- [Supplied passage]
┌────────
Newly installed Ulster County executive Jen Metzger has put her dissatisfaction with Central Hudson Gas & Electric on the record in a letter to the New York State Public Service Commission, calling for Central Hudson’s shareholders instead of its customers to pay for the company’s failures, Metzger puts herself in the company of recent interim county executive Johanna Contreras, state senator Michelle Hinchey and congressmember Pat Ryan, all of whom have called for the same.
With at least 11,000 customers adversely affected by the company’s changeover to a new customer information system, dissatisfaction with the Hudson Valley utility is par for the course.
“At the same time that our residents and small businesses continue to be burdened by crushing utility and energy costs and a broken utility billing system,” said Metzger, “Fortis/Central Hudson shareholders have enjoyed uninterrupted profits and increasing dividends.”
Metzger’s letter comes on the heels of a state report released in December, which found overcharges, delayed bills, and incorrect or illegal withdrawals of funds from customer bank accounts. More recently, a February 4 ice storm saw more than 47,000 residents of Ulster County without power in below freezing temperatures for days.
└────────
- [Information provided]
┌────────
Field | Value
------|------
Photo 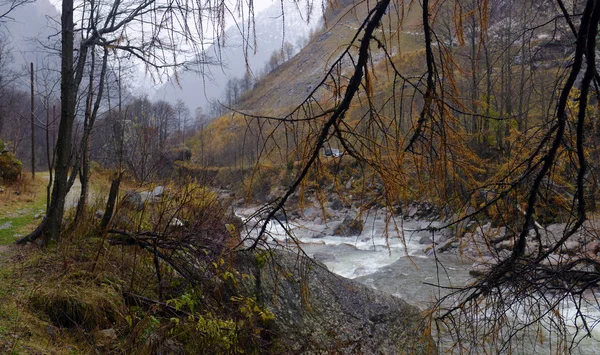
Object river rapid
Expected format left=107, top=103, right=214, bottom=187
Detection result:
left=236, top=208, right=600, bottom=355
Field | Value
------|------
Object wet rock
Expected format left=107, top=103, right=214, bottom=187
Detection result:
left=330, top=199, right=344, bottom=211
left=93, top=328, right=119, bottom=352
left=313, top=252, right=336, bottom=262
left=333, top=216, right=363, bottom=237
left=419, top=236, right=433, bottom=244
left=562, top=240, right=581, bottom=255
left=123, top=191, right=145, bottom=211
left=273, top=211, right=287, bottom=223
left=469, top=258, right=497, bottom=277
left=496, top=239, right=513, bottom=250
left=406, top=206, right=419, bottom=218
left=583, top=240, right=600, bottom=257
left=111, top=214, right=133, bottom=229
left=345, top=179, right=352, bottom=190
left=236, top=251, right=437, bottom=354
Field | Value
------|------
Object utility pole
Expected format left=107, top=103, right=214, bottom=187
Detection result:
left=29, top=62, right=35, bottom=179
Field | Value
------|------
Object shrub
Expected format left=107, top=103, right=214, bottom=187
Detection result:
left=0, top=140, right=23, bottom=182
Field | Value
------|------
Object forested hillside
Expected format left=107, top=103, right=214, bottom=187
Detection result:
left=0, top=0, right=600, bottom=354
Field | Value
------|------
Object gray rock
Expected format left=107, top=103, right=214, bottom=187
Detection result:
left=406, top=206, right=419, bottom=218
left=313, top=252, right=336, bottom=262
left=331, top=199, right=344, bottom=211
left=346, top=179, right=352, bottom=190
left=419, top=236, right=433, bottom=244
left=93, top=328, right=119, bottom=352
left=333, top=216, right=363, bottom=237
left=236, top=251, right=437, bottom=354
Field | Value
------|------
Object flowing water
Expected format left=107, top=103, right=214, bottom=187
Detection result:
left=238, top=209, right=600, bottom=355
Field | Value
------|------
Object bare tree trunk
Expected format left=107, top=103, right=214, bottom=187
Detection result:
left=100, top=170, right=123, bottom=230
left=75, top=49, right=108, bottom=223
left=29, top=63, right=35, bottom=179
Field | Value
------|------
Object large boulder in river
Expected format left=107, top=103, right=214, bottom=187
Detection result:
left=333, top=216, right=363, bottom=237
left=236, top=251, right=437, bottom=354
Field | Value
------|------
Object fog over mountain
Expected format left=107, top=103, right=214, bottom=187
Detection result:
left=0, top=0, right=60, bottom=79
left=154, top=1, right=322, bottom=112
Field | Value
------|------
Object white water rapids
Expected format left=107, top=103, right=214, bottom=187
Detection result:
left=237, top=208, right=600, bottom=355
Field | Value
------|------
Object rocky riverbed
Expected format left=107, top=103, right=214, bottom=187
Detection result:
left=236, top=197, right=600, bottom=354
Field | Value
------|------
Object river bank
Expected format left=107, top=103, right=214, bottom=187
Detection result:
left=236, top=199, right=600, bottom=354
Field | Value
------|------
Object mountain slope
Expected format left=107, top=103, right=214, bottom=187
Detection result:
left=155, top=1, right=321, bottom=111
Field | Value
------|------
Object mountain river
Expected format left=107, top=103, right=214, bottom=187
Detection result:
left=236, top=208, right=600, bottom=355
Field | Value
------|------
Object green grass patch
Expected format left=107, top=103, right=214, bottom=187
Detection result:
left=0, top=194, right=46, bottom=245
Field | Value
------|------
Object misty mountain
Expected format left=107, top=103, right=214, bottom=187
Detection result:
left=0, top=0, right=60, bottom=77
left=154, top=2, right=322, bottom=112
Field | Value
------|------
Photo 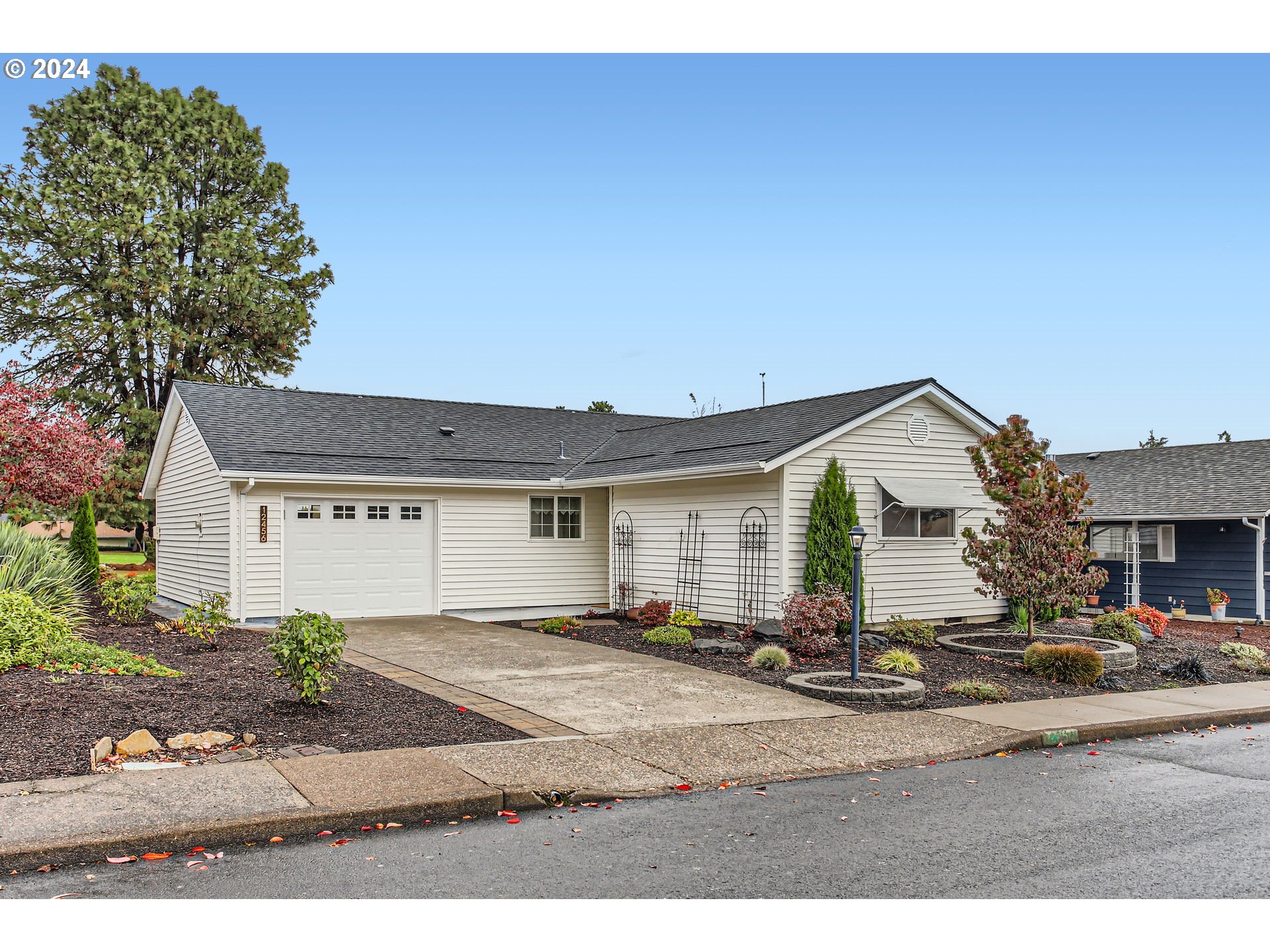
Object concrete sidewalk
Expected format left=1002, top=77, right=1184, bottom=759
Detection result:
left=0, top=682, right=1270, bottom=868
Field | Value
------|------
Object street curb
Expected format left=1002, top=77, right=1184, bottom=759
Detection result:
left=10, top=706, right=1270, bottom=869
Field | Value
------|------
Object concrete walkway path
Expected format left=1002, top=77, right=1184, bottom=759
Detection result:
left=344, top=615, right=851, bottom=736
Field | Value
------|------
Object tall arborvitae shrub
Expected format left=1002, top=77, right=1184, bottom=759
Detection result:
left=802, top=456, right=853, bottom=593
left=70, top=493, right=102, bottom=580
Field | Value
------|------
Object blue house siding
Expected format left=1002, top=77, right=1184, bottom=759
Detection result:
left=1095, top=519, right=1265, bottom=618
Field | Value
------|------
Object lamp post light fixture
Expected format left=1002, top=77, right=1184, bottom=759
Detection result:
left=847, top=526, right=868, bottom=680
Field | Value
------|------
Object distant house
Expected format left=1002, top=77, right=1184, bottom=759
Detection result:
left=1056, top=439, right=1270, bottom=622
left=144, top=378, right=1005, bottom=623
left=22, top=520, right=137, bottom=549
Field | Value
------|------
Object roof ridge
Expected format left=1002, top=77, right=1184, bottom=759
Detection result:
left=604, top=377, right=937, bottom=433
left=177, top=379, right=693, bottom=429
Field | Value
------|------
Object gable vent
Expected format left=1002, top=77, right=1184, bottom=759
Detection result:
left=908, top=414, right=931, bottom=447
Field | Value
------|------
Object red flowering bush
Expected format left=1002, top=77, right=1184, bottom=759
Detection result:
left=1124, top=604, right=1168, bottom=639
left=636, top=598, right=671, bottom=626
left=781, top=582, right=851, bottom=656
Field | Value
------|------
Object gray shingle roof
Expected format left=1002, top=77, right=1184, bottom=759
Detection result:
left=1056, top=439, right=1270, bottom=519
left=177, top=378, right=974, bottom=480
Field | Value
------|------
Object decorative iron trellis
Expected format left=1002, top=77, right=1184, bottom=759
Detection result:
left=675, top=512, right=706, bottom=612
left=612, top=509, right=635, bottom=615
left=737, top=505, right=767, bottom=625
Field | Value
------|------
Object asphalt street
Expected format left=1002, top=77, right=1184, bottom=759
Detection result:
left=0, top=723, right=1270, bottom=898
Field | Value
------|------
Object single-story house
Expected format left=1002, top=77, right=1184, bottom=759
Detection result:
left=22, top=519, right=137, bottom=552
left=144, top=379, right=1005, bottom=622
left=1056, top=439, right=1270, bottom=622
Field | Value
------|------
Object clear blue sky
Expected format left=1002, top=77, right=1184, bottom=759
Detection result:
left=0, top=55, right=1270, bottom=451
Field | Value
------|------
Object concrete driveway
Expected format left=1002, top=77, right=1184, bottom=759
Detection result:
left=344, top=615, right=849, bottom=734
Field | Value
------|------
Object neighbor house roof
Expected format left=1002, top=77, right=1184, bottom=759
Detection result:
left=22, top=520, right=132, bottom=539
left=1056, top=439, right=1270, bottom=519
left=146, top=378, right=992, bottom=495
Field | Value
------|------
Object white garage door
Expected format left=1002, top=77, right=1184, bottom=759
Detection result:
left=282, top=496, right=437, bottom=618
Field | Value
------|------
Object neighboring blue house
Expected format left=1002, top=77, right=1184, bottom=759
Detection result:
left=1056, top=439, right=1270, bottom=623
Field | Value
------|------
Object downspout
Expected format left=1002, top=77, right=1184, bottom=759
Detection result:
left=237, top=476, right=255, bottom=622
left=1241, top=510, right=1270, bottom=625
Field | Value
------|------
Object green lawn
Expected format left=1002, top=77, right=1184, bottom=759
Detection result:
left=102, top=552, right=146, bottom=565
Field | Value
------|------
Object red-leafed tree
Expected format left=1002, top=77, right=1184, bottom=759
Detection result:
left=0, top=364, right=122, bottom=512
left=961, top=414, right=1107, bottom=635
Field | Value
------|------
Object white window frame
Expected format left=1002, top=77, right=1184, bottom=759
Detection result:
left=525, top=493, right=587, bottom=542
left=878, top=485, right=960, bottom=542
left=1085, top=522, right=1177, bottom=563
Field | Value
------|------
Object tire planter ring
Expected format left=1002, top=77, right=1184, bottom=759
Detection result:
left=785, top=672, right=926, bottom=707
left=935, top=633, right=1138, bottom=672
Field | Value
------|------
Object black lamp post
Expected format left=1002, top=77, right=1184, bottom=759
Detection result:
left=847, top=526, right=868, bottom=680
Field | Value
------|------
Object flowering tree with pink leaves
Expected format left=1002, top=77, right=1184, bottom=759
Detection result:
left=0, top=364, right=122, bottom=512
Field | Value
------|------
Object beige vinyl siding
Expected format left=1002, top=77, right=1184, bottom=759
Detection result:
left=245, top=484, right=609, bottom=618
left=613, top=472, right=780, bottom=622
left=155, top=409, right=230, bottom=604
left=785, top=397, right=1005, bottom=623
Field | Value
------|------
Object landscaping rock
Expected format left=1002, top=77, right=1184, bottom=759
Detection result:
left=87, top=738, right=114, bottom=770
left=278, top=744, right=339, bottom=758
left=692, top=639, right=749, bottom=655
left=754, top=618, right=785, bottom=641
left=114, top=727, right=163, bottom=756
left=167, top=731, right=233, bottom=750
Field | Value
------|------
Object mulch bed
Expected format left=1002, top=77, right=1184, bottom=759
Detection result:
left=0, top=606, right=526, bottom=782
left=500, top=619, right=1270, bottom=709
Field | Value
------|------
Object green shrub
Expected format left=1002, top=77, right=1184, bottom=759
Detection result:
left=67, top=493, right=102, bottom=578
left=874, top=647, right=922, bottom=674
left=644, top=625, right=692, bottom=645
left=1218, top=641, right=1266, bottom=670
left=538, top=614, right=581, bottom=635
left=1093, top=612, right=1142, bottom=645
left=98, top=573, right=155, bottom=625
left=1024, top=641, right=1103, bottom=688
left=882, top=614, right=935, bottom=647
left=0, top=522, right=95, bottom=626
left=265, top=612, right=348, bottom=705
left=0, top=589, right=181, bottom=678
left=749, top=645, right=790, bottom=672
left=181, top=592, right=233, bottom=651
left=944, top=680, right=1009, bottom=705
left=665, top=608, right=701, bottom=628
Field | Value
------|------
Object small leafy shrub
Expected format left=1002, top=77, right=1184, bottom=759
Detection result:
left=1218, top=641, right=1266, bottom=670
left=1024, top=641, right=1103, bottom=687
left=97, top=573, right=155, bottom=625
left=0, top=590, right=181, bottom=678
left=265, top=612, right=348, bottom=705
left=0, top=522, right=94, bottom=625
left=749, top=645, right=790, bottom=672
left=665, top=610, right=701, bottom=628
left=882, top=614, right=935, bottom=647
left=781, top=582, right=851, bottom=656
left=874, top=647, right=922, bottom=674
left=1124, top=604, right=1168, bottom=639
left=644, top=625, right=692, bottom=645
left=538, top=614, right=581, bottom=635
left=944, top=680, right=1009, bottom=705
left=1093, top=612, right=1142, bottom=645
left=1158, top=651, right=1213, bottom=684
left=636, top=598, right=671, bottom=625
left=181, top=592, right=233, bottom=651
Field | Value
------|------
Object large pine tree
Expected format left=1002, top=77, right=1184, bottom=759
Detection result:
left=802, top=456, right=853, bottom=592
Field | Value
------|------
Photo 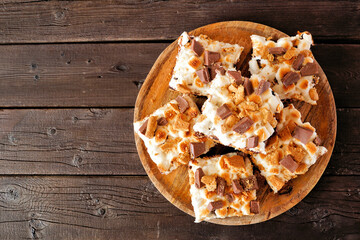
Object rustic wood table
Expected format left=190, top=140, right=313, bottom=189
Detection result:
left=0, top=0, right=360, bottom=240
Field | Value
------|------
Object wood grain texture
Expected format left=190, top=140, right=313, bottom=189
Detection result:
left=0, top=108, right=360, bottom=175
left=0, top=109, right=144, bottom=175
left=0, top=176, right=360, bottom=240
left=0, top=43, right=360, bottom=107
left=0, top=0, right=360, bottom=43
left=0, top=44, right=164, bottom=107
left=134, top=21, right=337, bottom=225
└────────
- [The task] Continue the article about Jen Metzger's letter on Central Hudson from the point where it stops. The entries are separate material and have no connection to the article.

- [Answer section]
Metzger says that debt relief for moderate-income customers and small businesses are in order, with no costs passed on to already overburdened ratepayers.
A statewide program to assist customers struggling with unpaid utility bills due to economic hardship caused by the pandemic was authorized by the Public Service Commission on June 16, 2022. The most vulnerable of utility customers were to be prioritized for utility debt relief in the first phase of the arrears program. The second phase would extend forgiveness to moderate-income households and small businesses struggling with significant arrears.
The question of who funds these arrears – the utility shareholders, ratepayers, or a combination of the two – has not yet been decided. The only fair and reasonable path forward, argued Metzger in her letter to the PSC, was to assign shareholders the responsibility for the cost of second-phase relief measures.